(Text segment)
════════
Participants' (mostly) verbal behaviors also form the basis of ethnographic analyses of anthropomorphism [cf. Chun & Knight 2020]. Specifically, participants' verbal behavior observed and documented in field notes or elicited in interviews can be analyzed for traces of anthropomorphism; for instance, Forlizzi [2007] reports instances of social attributions to a Roomba robot. Chun & Knight [2020] additionally asked the participants in their study, employees at a robot manufacturing company, directly for reports or stories about “interesting interactions” with the robots, as well as about the robots' gender and personality, in addition to a survey in which social attributions were elicited in open and Likert-scale questions. These analyses target stakeholders' “holistic understandings of integrated technologies” [Chun & Knight 2020, p. 16:5], i.e. how particular social groups of people, such as families or the different teams in the manufacturing company, make sense of robots depending on their cultural situatedness, and thus aim at understanding the general concepts and practices of groups, rather than at the dynamic unfolding of anthropomorphizing behavior in interaction.
════════
(Dataset excerpts)
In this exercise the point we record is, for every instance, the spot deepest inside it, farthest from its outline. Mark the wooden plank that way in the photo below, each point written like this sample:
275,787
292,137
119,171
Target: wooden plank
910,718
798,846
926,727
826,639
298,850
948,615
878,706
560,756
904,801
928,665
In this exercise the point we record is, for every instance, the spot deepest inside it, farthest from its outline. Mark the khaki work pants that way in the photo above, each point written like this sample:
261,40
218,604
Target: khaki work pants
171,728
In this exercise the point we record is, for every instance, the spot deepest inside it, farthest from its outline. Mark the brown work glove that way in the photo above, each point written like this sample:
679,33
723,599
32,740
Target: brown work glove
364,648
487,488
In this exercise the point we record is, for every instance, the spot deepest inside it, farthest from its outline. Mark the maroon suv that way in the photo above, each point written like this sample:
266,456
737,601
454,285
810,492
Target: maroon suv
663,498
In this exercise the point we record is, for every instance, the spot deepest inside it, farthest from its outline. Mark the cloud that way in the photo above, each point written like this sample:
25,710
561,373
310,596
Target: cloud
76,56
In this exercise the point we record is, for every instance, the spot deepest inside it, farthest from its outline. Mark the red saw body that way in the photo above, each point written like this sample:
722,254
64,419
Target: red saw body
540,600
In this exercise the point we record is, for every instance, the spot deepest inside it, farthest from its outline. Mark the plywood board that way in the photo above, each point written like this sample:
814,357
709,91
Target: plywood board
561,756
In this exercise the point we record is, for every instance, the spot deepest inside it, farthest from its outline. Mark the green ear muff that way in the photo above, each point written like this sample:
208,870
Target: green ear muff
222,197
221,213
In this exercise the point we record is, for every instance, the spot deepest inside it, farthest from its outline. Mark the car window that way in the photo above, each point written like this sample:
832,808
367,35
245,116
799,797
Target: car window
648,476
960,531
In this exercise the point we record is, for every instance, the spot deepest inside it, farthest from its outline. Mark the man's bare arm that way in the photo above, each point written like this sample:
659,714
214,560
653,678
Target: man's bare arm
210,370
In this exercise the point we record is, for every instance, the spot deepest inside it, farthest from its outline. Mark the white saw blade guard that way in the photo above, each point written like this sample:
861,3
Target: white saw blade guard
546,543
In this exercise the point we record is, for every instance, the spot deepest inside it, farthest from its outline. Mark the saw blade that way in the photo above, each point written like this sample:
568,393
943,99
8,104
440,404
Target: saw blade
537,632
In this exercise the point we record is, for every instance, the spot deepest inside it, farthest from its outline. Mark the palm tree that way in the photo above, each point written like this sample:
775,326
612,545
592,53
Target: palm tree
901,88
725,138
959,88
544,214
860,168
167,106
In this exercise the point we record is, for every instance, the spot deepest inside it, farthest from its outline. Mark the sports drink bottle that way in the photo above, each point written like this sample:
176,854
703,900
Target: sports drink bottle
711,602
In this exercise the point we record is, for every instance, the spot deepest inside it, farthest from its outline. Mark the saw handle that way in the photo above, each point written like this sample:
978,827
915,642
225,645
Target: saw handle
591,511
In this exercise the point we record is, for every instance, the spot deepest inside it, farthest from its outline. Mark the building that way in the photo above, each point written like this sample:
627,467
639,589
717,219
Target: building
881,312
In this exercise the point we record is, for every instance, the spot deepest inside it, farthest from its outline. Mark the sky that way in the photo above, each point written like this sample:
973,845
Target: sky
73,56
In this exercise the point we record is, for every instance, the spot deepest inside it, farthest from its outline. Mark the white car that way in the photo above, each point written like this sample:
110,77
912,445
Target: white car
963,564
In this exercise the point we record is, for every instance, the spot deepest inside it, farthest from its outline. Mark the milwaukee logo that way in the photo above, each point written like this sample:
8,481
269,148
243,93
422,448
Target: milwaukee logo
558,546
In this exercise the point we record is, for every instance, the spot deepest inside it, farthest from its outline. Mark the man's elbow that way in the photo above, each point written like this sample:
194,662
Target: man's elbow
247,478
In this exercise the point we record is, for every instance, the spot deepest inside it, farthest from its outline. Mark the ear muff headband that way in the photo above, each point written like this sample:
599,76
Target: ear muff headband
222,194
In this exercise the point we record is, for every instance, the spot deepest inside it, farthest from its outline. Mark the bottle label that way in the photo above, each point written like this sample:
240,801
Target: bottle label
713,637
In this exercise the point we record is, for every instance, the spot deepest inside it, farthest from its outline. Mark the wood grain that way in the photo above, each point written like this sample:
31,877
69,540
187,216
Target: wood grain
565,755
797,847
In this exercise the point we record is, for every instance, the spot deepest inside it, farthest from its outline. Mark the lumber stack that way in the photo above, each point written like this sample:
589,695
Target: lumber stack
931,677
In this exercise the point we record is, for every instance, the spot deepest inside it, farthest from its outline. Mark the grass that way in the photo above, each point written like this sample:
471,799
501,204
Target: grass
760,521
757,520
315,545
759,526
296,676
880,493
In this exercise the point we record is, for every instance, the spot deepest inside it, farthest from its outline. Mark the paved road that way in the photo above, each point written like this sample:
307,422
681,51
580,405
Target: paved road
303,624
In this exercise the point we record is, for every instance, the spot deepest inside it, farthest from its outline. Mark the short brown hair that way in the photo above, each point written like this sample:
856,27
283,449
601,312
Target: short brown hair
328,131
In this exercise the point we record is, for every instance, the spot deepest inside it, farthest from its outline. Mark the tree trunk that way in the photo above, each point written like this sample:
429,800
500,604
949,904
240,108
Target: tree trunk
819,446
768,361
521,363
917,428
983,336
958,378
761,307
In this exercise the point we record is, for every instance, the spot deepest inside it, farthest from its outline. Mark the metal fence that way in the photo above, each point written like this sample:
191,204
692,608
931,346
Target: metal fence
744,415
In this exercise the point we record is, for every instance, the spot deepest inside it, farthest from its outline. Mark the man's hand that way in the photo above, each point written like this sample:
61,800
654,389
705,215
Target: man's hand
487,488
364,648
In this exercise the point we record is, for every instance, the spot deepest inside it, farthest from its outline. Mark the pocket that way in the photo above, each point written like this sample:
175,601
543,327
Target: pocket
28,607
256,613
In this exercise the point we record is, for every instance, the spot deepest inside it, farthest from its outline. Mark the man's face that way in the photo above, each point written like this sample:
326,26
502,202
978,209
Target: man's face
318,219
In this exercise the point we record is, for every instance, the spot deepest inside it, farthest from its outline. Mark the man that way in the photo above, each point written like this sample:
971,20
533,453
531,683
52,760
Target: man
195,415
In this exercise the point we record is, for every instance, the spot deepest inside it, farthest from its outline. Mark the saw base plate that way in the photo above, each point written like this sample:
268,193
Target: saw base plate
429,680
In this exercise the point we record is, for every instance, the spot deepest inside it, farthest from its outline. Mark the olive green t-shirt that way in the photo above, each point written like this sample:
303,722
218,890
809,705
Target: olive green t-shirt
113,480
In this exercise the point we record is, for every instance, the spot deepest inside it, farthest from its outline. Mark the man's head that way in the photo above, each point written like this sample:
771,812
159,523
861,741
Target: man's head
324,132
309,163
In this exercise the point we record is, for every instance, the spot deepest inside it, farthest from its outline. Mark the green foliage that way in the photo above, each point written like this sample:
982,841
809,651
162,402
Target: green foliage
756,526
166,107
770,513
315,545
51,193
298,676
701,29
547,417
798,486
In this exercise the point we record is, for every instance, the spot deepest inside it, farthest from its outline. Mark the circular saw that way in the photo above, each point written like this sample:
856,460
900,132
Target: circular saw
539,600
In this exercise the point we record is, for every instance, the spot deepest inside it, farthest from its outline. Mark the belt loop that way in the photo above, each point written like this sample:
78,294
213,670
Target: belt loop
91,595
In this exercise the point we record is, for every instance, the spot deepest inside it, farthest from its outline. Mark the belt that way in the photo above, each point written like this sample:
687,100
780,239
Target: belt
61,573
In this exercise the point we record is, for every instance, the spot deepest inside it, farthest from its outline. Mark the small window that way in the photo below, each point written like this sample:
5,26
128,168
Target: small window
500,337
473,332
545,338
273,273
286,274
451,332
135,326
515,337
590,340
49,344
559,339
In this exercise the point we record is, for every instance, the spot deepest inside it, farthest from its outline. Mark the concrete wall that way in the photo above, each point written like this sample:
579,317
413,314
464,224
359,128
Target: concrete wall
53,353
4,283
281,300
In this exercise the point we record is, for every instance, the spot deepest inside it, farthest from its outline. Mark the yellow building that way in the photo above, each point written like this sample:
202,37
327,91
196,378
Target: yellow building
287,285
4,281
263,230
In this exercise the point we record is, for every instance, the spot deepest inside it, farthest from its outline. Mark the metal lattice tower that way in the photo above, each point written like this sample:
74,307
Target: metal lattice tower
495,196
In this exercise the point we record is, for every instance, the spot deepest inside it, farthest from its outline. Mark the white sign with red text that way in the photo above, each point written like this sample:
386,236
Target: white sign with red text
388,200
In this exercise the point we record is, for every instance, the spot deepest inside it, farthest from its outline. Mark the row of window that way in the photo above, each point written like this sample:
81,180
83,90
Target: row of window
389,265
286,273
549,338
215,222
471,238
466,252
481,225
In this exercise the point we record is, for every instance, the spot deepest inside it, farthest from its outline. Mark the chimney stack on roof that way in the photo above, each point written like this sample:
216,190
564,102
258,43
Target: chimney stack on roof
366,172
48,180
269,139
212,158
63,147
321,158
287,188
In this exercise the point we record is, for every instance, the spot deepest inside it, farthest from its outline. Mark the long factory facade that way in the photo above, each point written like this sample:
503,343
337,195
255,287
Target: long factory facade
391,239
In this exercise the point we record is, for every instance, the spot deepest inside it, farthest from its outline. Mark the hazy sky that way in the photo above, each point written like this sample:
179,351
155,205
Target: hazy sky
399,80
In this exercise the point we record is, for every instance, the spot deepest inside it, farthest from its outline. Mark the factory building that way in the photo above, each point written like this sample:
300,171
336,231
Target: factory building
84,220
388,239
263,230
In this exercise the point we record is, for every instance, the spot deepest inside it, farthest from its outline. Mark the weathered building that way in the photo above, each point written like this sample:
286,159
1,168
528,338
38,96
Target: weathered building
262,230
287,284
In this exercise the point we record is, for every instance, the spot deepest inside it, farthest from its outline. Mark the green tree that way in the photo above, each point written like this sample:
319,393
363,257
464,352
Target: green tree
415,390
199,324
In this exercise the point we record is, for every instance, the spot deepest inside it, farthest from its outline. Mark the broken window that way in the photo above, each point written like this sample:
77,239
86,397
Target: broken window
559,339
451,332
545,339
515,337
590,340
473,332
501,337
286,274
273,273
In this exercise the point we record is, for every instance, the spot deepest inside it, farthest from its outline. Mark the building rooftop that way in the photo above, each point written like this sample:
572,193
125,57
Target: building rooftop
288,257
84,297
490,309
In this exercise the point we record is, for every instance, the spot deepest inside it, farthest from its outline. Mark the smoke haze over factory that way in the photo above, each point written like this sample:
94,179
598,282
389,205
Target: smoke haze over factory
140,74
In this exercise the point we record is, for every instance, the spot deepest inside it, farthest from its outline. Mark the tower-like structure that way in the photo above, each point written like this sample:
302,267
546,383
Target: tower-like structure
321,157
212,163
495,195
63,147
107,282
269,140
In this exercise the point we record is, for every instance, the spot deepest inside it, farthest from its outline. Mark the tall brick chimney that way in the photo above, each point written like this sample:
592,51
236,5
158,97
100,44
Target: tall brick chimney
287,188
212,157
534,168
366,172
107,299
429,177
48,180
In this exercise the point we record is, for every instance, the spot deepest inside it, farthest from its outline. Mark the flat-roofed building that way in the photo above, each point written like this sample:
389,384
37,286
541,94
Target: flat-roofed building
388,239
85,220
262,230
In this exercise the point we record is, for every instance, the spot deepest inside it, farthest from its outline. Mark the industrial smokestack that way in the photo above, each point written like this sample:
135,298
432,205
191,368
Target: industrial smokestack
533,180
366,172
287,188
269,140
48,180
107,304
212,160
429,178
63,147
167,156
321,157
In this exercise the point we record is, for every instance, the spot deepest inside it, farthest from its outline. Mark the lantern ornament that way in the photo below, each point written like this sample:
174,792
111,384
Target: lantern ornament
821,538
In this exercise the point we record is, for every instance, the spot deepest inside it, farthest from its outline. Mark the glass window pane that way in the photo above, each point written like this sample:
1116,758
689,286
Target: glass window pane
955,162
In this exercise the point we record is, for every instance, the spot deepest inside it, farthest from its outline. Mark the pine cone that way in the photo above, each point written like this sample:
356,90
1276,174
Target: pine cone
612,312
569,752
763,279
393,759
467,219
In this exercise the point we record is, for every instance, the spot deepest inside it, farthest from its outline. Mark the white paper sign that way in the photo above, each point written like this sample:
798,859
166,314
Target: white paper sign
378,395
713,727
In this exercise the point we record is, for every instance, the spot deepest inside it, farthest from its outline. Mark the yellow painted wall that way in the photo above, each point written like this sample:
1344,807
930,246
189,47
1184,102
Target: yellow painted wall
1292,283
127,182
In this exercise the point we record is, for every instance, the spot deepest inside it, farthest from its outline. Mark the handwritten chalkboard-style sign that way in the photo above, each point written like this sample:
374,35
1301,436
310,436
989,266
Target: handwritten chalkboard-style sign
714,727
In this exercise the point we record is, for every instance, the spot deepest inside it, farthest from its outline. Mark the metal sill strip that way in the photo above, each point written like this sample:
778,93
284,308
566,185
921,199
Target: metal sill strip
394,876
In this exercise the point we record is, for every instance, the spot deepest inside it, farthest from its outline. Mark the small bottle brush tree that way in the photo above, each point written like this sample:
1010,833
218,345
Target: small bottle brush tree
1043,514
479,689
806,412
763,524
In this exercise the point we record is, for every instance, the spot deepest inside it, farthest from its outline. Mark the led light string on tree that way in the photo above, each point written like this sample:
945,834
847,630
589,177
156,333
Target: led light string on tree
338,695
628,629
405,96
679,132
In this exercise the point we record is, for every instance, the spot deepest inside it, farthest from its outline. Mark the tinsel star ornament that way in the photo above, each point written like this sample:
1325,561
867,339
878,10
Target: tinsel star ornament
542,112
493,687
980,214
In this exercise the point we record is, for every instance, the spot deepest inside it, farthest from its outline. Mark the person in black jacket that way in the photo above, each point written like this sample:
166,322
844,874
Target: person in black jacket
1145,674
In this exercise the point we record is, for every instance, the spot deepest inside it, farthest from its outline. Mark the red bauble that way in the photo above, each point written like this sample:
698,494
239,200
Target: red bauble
════════
Can you print, word for word and in full, the passage above on ethnographic analyses of anthropomorphism?

(Output below)
Participants' (mostly) verbal behaviors also form the basis of ethnographic analyses of anthropomorphism [cf. Chun & Knight 2020]. Specifically, participants' verbal behavior observed and documented in field notes or elicited in interviews can be analyzed for traces of anthropomorphism; for instance, Forlizzi [2007] reports instances of social attributions to a Roomba robot. Chun & Knight [2020] additionally asked the participants in their study, employees at a robot manufacturing company, directly for reports or stories about “interesting interactions” with the robots, as well as about the robots' gender and personality, in addition to a survey in which social attributions were elicited in open and Likert-scale questions. These analyses target stakeholders' “holistic understandings of integrated technologies” [Chun & Knight 2020, p. 16:5], i.e. how particular social groups of people, such as families or the different teams in the manufacturing company, make sense of robots depending on their cultural situatedness, and thus aim at understanding the general concepts and practices of groups, rather than at the dynamic unfolding of anthropomorphizing behavior in interaction.